Begin

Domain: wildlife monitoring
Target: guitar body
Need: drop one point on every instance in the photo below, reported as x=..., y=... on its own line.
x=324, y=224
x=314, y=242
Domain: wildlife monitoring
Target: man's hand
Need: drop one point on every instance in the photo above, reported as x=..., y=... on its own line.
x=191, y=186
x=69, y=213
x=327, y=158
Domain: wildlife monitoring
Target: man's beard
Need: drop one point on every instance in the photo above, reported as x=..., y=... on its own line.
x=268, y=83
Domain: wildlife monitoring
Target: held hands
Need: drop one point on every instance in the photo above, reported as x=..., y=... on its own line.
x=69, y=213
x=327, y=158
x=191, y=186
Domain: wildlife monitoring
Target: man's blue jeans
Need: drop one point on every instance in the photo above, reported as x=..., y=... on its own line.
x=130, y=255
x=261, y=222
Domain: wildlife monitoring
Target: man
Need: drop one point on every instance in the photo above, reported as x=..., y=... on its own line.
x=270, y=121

End

* _What you need to do_
Copy out every line of the records above, including the requests. Increase each x and y coordinate in the answers by 102.

* _Answer to the problem_
Domain: wildlife monitoring
Target: guitar body
Need: drop one point on every instance in the photo below, reported as x=..., y=... on its own line.
x=426, y=326
x=416, y=344
Domain: wildlife monitoring
Target: man's hand
Need: drop one point on every instance in the photo above, reported as x=..., y=... on its own line.
x=293, y=288
x=171, y=315
x=429, y=260
Domain: wildlife monitoring
Target: man's beard
Need: drop one point on every instance in the photo above, reported as x=..., y=... on its own line.
x=370, y=185
Domain: wildlife monitoring
Target: held hands
Need: drop one point on every instance in the photo above, reported as x=..., y=... on its own line.
x=171, y=315
x=429, y=260
x=293, y=288
Domain: wildlife monitoring
Target: man's blue jeans
Need: drop one point on every instance in the photo above, reported as x=..., y=... on its own line.
x=232, y=357
x=363, y=324
Domain: wildlife monitoring
Target: man
Need: drop one point on every instance in the photo above, reported as x=..., y=... on its own line.
x=372, y=223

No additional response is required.